Problem requirements: Count the lines below that contain the string "defensive", and reply with only that number.

Records for the exercise:

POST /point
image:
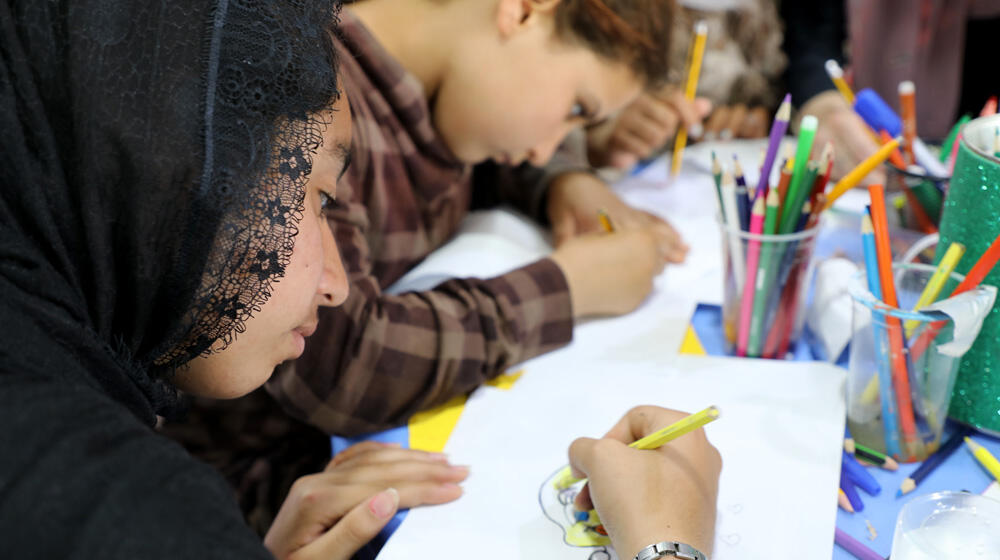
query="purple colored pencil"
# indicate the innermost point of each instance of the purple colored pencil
(778, 130)
(854, 546)
(851, 492)
(859, 475)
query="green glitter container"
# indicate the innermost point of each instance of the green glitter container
(971, 216)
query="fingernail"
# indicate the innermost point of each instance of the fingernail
(383, 505)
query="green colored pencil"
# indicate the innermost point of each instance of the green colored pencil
(765, 273)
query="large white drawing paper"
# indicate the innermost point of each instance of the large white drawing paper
(780, 435)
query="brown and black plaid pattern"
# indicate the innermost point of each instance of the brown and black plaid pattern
(378, 359)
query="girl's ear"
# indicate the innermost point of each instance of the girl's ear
(513, 15)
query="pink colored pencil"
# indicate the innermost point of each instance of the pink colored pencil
(753, 256)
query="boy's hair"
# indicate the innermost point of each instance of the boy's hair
(636, 32)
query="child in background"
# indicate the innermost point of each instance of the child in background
(741, 79)
(501, 82)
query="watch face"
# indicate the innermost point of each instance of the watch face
(581, 530)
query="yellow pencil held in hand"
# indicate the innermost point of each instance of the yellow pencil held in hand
(565, 479)
(694, 68)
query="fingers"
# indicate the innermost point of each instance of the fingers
(355, 529)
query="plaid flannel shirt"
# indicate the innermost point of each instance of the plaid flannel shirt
(378, 358)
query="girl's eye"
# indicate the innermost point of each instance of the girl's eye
(327, 202)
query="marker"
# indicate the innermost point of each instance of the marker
(565, 479)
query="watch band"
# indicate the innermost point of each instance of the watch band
(669, 548)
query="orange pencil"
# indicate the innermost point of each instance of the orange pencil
(976, 275)
(990, 108)
(900, 375)
(908, 108)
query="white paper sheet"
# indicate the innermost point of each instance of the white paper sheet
(780, 436)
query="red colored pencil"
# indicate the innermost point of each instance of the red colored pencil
(900, 375)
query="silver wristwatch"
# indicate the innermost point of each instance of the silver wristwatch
(669, 548)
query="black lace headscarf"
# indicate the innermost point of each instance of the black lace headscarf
(152, 172)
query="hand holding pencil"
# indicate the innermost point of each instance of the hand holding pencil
(648, 496)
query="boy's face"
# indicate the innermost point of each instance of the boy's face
(513, 96)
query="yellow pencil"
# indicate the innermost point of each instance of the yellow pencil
(858, 173)
(934, 286)
(836, 74)
(656, 439)
(602, 216)
(694, 68)
(984, 457)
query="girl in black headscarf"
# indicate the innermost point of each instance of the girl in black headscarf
(164, 168)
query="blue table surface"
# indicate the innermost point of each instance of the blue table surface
(960, 472)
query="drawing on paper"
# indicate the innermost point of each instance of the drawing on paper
(580, 529)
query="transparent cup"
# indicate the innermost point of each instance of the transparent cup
(948, 525)
(765, 320)
(903, 365)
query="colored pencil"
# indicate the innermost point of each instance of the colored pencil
(855, 547)
(797, 191)
(990, 108)
(883, 378)
(778, 129)
(932, 462)
(850, 180)
(843, 502)
(655, 440)
(985, 458)
(859, 475)
(742, 202)
(606, 225)
(753, 257)
(908, 108)
(875, 457)
(973, 278)
(736, 257)
(694, 68)
(764, 279)
(937, 281)
(900, 372)
(851, 492)
(836, 74)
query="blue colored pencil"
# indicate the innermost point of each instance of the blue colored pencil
(859, 475)
(851, 492)
(890, 419)
(778, 130)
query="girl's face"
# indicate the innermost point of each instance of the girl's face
(314, 277)
(516, 91)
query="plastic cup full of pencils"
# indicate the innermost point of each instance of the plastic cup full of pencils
(766, 284)
(903, 363)
(947, 525)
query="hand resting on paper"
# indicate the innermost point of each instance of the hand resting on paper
(574, 200)
(851, 138)
(645, 497)
(330, 515)
(644, 126)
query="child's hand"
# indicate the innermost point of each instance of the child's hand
(648, 496)
(610, 274)
(330, 515)
(852, 139)
(574, 200)
(644, 126)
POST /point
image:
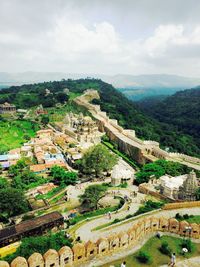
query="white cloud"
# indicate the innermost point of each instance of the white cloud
(83, 39)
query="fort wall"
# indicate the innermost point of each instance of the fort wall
(141, 151)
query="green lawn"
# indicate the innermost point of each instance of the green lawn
(13, 133)
(152, 248)
(190, 219)
(57, 114)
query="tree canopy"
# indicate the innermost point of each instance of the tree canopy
(159, 168)
(92, 195)
(98, 159)
(61, 176)
(12, 202)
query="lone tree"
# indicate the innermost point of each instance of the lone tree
(92, 196)
(61, 176)
(98, 159)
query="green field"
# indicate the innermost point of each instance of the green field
(152, 248)
(14, 133)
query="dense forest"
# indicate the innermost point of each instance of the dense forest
(113, 102)
(180, 111)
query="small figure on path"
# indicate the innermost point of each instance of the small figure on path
(173, 260)
(123, 264)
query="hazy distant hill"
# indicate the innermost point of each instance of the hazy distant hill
(133, 86)
(112, 101)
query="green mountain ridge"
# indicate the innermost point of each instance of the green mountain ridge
(128, 114)
(181, 110)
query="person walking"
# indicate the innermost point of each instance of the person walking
(173, 260)
(123, 264)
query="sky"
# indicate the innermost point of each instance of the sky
(100, 36)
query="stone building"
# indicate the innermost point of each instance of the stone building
(189, 187)
(7, 108)
(83, 128)
(122, 173)
(181, 187)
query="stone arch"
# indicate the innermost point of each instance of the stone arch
(19, 262)
(79, 252)
(123, 239)
(51, 258)
(173, 225)
(91, 249)
(103, 246)
(4, 264)
(113, 242)
(163, 224)
(66, 256)
(36, 260)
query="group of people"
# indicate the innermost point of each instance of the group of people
(171, 264)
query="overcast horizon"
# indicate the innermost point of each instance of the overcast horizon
(100, 37)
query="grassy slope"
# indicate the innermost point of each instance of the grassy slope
(152, 247)
(13, 132)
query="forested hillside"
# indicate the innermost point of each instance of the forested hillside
(113, 102)
(181, 111)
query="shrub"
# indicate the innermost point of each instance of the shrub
(165, 249)
(186, 216)
(187, 243)
(178, 216)
(143, 257)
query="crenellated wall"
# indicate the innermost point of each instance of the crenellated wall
(83, 252)
(141, 151)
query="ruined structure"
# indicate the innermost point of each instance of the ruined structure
(83, 128)
(126, 140)
(81, 253)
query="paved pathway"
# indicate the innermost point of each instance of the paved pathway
(192, 262)
(85, 231)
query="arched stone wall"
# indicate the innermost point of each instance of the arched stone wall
(91, 249)
(19, 262)
(36, 260)
(51, 258)
(103, 246)
(4, 264)
(67, 257)
(79, 252)
(113, 242)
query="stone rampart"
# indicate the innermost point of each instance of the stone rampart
(190, 204)
(83, 252)
(141, 151)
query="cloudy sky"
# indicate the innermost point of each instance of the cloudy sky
(100, 36)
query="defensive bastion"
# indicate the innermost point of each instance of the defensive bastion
(141, 151)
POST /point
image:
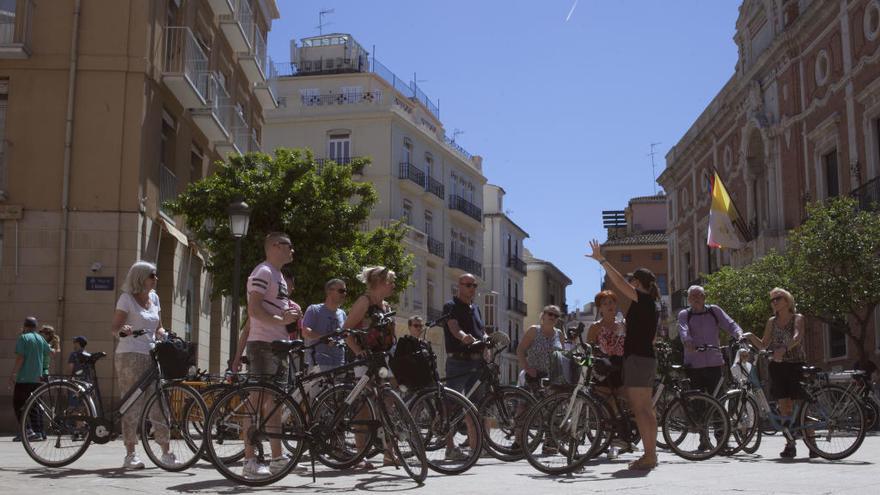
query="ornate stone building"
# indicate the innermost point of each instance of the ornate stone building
(798, 121)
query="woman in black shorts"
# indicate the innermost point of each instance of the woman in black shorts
(639, 364)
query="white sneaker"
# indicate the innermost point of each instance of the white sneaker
(132, 461)
(169, 459)
(253, 469)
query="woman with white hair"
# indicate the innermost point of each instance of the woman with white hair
(137, 309)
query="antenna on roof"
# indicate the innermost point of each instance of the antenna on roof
(321, 22)
(653, 167)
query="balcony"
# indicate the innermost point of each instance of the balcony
(185, 68)
(167, 187)
(517, 306)
(238, 27)
(517, 264)
(457, 203)
(410, 172)
(436, 247)
(868, 195)
(462, 262)
(435, 187)
(210, 119)
(15, 29)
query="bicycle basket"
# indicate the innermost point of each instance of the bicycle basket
(175, 356)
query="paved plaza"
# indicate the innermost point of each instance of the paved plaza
(98, 472)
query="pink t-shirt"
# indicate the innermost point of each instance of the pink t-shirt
(268, 281)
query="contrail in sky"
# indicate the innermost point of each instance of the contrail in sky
(571, 11)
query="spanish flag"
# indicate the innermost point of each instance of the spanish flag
(725, 224)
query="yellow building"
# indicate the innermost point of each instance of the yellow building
(108, 108)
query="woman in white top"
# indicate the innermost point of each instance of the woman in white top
(137, 309)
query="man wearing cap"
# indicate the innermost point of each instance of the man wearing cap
(30, 352)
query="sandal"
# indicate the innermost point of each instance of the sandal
(643, 463)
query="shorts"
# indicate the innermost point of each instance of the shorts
(785, 380)
(264, 362)
(639, 371)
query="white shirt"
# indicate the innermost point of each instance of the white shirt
(139, 318)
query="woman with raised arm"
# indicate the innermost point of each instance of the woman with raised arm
(639, 364)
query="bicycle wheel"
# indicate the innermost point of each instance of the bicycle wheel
(339, 446)
(695, 426)
(403, 435)
(52, 410)
(172, 427)
(441, 416)
(834, 423)
(503, 415)
(237, 421)
(743, 414)
(560, 432)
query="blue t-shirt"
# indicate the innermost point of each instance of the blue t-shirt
(324, 321)
(33, 348)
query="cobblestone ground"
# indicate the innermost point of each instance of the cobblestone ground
(98, 472)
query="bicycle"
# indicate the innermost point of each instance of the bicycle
(70, 412)
(328, 433)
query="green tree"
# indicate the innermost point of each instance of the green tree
(835, 267)
(319, 205)
(743, 292)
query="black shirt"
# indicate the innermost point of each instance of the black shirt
(469, 320)
(641, 326)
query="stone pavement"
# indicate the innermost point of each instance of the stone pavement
(98, 472)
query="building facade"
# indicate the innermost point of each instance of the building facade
(505, 271)
(798, 121)
(107, 109)
(341, 103)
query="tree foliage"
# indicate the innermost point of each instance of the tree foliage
(319, 206)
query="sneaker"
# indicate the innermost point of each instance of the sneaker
(253, 469)
(169, 459)
(455, 454)
(132, 461)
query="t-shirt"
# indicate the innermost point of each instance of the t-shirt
(641, 326)
(324, 321)
(139, 318)
(469, 320)
(268, 281)
(33, 348)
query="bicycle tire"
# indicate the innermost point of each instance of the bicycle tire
(403, 432)
(829, 409)
(181, 412)
(48, 407)
(504, 412)
(232, 419)
(439, 416)
(700, 413)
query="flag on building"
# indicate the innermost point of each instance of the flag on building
(724, 220)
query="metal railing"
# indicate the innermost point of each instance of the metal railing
(183, 55)
(435, 187)
(868, 195)
(435, 247)
(15, 24)
(411, 172)
(456, 202)
(167, 187)
(517, 264)
(457, 260)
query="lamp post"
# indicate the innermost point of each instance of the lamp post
(239, 218)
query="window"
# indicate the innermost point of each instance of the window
(836, 344)
(829, 164)
(339, 148)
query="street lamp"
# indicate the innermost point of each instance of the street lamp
(239, 218)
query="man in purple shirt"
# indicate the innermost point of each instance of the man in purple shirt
(700, 324)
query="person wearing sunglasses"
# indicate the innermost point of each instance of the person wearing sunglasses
(137, 309)
(783, 335)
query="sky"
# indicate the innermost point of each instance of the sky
(561, 98)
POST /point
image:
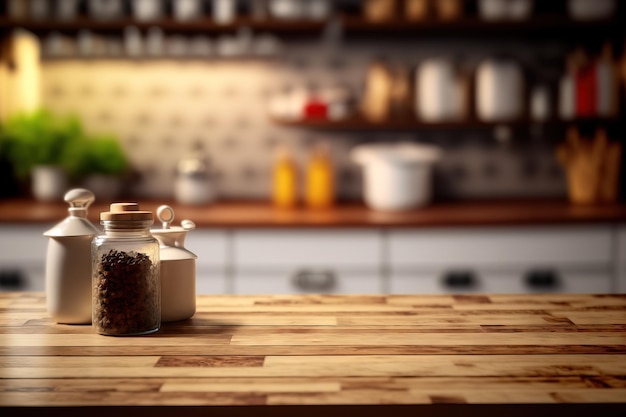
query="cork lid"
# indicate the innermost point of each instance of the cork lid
(126, 212)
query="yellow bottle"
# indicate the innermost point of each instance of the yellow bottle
(285, 180)
(320, 181)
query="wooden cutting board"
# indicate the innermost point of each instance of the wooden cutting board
(412, 353)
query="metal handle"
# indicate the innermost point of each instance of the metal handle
(318, 281)
(542, 279)
(460, 279)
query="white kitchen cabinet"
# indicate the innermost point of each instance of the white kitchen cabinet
(307, 281)
(506, 281)
(305, 248)
(502, 260)
(539, 245)
(304, 261)
(22, 257)
(211, 247)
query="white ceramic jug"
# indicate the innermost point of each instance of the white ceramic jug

Complete answer: 2